→ What is needed:
The entries below are to be repeated exactly as they stand.

[Data extracted from a collection]
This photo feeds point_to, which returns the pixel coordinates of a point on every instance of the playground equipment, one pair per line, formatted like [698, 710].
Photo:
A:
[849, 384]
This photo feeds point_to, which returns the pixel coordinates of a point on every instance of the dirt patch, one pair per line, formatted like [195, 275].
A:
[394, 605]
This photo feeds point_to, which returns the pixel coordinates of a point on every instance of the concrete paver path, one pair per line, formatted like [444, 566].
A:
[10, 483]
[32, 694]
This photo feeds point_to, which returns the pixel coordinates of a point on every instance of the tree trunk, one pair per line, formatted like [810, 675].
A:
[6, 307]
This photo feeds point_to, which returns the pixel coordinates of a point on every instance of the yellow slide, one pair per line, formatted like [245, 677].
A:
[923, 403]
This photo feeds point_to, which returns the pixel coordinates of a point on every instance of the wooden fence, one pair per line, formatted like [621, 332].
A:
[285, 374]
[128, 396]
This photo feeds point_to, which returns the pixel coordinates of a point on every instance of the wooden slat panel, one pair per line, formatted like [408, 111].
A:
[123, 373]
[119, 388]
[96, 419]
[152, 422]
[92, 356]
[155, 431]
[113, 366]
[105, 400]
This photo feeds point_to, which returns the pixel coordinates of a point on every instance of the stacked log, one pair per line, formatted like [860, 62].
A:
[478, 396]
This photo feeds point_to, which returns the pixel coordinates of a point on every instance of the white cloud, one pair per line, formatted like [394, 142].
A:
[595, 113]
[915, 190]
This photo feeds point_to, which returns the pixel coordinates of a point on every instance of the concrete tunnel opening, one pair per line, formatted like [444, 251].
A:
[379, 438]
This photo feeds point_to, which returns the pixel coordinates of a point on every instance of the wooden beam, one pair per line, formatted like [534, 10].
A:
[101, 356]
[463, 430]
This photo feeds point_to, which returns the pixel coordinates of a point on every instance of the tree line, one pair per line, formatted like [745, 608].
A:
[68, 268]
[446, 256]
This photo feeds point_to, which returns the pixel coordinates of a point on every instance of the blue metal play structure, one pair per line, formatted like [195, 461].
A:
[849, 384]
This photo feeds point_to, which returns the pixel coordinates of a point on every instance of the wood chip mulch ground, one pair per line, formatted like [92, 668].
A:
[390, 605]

→ Exercise solution:
This photo feeds point_to, which returns the pixel coordinates of a point on every instance of the playground equipment, one pair per line, formatted like [698, 710].
Photo:
A:
[849, 384]
This photo feeds point_to, which returns the pixel coordinates of a point on every instance of the dirt patch, one pair per line, formatted like [195, 275].
A:
[394, 605]
This photo feeds point_to, which returns the pixel coordinates of a point on every instance of the concrete paver path, one pair per line, formatted like [444, 566].
A:
[10, 483]
[32, 694]
This photo feeds point_to, which returns the pixel coordinates of a point on every instance of the tree trunk, one pair per line, formatted like [810, 675].
A:
[6, 307]
This photo feeds point_to, which returns the pixel coordinates of a point on every instance of the yellow slide, one pair per line, formatted like [245, 677].
A:
[923, 403]
This photo feeds point_to, which returns the pixel coordinates of a point on every instance of the wooden fence, one pair per line, formatted like [621, 332].
A:
[285, 374]
[128, 396]
This photo feeds point_to, which returns the pixel coordinates of a point on every instance of the wooden slat panel, one pair per line, formatted like [408, 111].
A:
[123, 373]
[119, 388]
[96, 419]
[152, 422]
[92, 356]
[155, 431]
[113, 366]
[105, 400]
This photo feeds point_to, which returns the pixel coordinates of a point on every instance of the stacked log, one pair per line, formatted like [860, 62].
A:
[478, 396]
This photo feeds point_to, which returns the pixel coordinates of a point on every instance of the white cloud, one pair per line, formatted like [394, 142].
A:
[595, 113]
[915, 190]
This photo feeds point_to, which returns the pixel coordinates of a point on every instance of the concrete tunnel opening, one pair per line, formatted like [444, 251].
A:
[379, 438]
This photo feeds point_to, which returns the pixel coordinates of a point on every instance of the wooden beam, one pair per line, formatted like [534, 10].
A:
[101, 356]
[463, 430]
This photo feeds point_to, which returns the pixel coordinates of a point on every instance of the tree line, one pair per line, formatted like [745, 608].
A:
[68, 268]
[446, 256]
This photo feeds point_to, which returns the pixel coordinates of a point on every instance of the blue metal play structure, one pair per line, formatted like [195, 461].
A:
[849, 384]
This photo feeds point_to, which returns the pixel coordinates of a point on every instance of the wood chip mulch ground, one pair per line, formatted like [92, 668].
A:
[390, 605]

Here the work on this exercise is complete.